__Material__:
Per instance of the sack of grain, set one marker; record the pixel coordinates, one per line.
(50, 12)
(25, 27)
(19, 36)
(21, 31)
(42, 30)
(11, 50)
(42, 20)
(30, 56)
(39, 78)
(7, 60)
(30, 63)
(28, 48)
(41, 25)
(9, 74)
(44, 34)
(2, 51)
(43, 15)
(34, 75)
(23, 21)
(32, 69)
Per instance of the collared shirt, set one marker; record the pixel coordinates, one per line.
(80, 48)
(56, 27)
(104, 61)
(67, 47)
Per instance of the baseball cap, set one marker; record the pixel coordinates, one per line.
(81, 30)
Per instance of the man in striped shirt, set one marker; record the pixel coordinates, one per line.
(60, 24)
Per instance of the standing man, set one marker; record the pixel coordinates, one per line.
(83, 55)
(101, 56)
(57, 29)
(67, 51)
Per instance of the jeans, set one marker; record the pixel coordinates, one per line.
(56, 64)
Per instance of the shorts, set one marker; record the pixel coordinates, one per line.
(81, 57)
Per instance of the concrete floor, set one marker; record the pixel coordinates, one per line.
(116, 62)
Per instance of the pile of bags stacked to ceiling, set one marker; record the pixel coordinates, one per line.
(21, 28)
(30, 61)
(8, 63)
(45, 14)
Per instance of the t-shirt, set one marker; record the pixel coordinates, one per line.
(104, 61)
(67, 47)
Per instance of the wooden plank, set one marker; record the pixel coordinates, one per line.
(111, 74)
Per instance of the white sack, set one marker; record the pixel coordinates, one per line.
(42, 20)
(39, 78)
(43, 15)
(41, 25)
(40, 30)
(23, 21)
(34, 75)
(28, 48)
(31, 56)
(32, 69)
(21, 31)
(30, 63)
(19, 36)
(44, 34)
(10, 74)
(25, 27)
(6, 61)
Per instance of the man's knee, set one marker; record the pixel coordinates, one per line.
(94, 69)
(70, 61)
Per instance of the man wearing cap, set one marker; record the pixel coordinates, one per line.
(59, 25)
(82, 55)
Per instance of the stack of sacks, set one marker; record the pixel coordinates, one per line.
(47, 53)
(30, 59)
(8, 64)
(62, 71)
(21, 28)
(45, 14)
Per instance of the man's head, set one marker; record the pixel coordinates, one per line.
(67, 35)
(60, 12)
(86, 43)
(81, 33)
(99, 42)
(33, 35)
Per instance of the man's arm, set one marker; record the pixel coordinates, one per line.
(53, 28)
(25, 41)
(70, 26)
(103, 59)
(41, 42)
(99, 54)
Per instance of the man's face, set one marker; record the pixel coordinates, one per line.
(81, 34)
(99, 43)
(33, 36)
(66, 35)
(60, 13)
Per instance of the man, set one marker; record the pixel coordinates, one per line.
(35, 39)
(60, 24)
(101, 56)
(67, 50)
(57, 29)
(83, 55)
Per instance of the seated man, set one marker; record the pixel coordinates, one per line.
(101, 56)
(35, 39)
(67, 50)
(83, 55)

__Aim__: Starting at the line that contains "Per instance of the man's knee, set" and ending at the final line of the records, render those lines as a Markdown table with the columns Row and Line. Number the rows and leave out any blank lines.

__The output__:
| Row | Line |
|---|---|
| 1 | Per instance of the man's knee, set one marker; record the pixel coordinates, one per line. |
| 2 | (94, 69) |
| 3 | (70, 61) |
| 4 | Per instance of the man wearing cap, set one marker; record the pixel coordinates, one per line. |
| 5 | (59, 25) |
| 6 | (82, 55) |
| 7 | Per instance of the stack of sacks, set one marker; record the pixel coordinates, one per line. |
| 8 | (47, 53) |
| 9 | (30, 59) |
| 10 | (8, 64) |
| 11 | (62, 71) |
| 12 | (21, 28) |
| 13 | (45, 14) |
| 14 | Per instance of the man's head, set one marker; record the pixel coordinates, one per line. |
| 15 | (67, 35) |
| 16 | (60, 12) |
| 17 | (86, 43) |
| 18 | (81, 33) |
| 19 | (99, 42) |
| 20 | (33, 35) |
| 21 | Per instance of the man's arm, set one marker; record the pixel coordinates, one per line. |
| 22 | (53, 28) |
| 23 | (25, 41) |
| 24 | (70, 26) |
| 25 | (103, 59) |
| 26 | (41, 42) |
| 27 | (99, 54) |
| 28 | Per instance of the man's face, set one marker; record the pixel coordinates, one per line. |
| 29 | (81, 34) |
| 30 | (99, 43) |
| 31 | (33, 36) |
| 32 | (66, 35) |
| 33 | (60, 13) |
| 34 | Per instance of the man, set one marker; record the pixel coordinates, one per line. |
| 35 | (35, 39) |
| 36 | (60, 24) |
| 37 | (101, 56) |
| 38 | (67, 50) |
| 39 | (57, 29) |
| 40 | (83, 55) |
| 41 | Per instance of the seated man, set one marker; record the pixel coordinates, one per line. |
| 42 | (101, 56) |
| 43 | (35, 39) |
| 44 | (67, 50) |
| 45 | (83, 55) |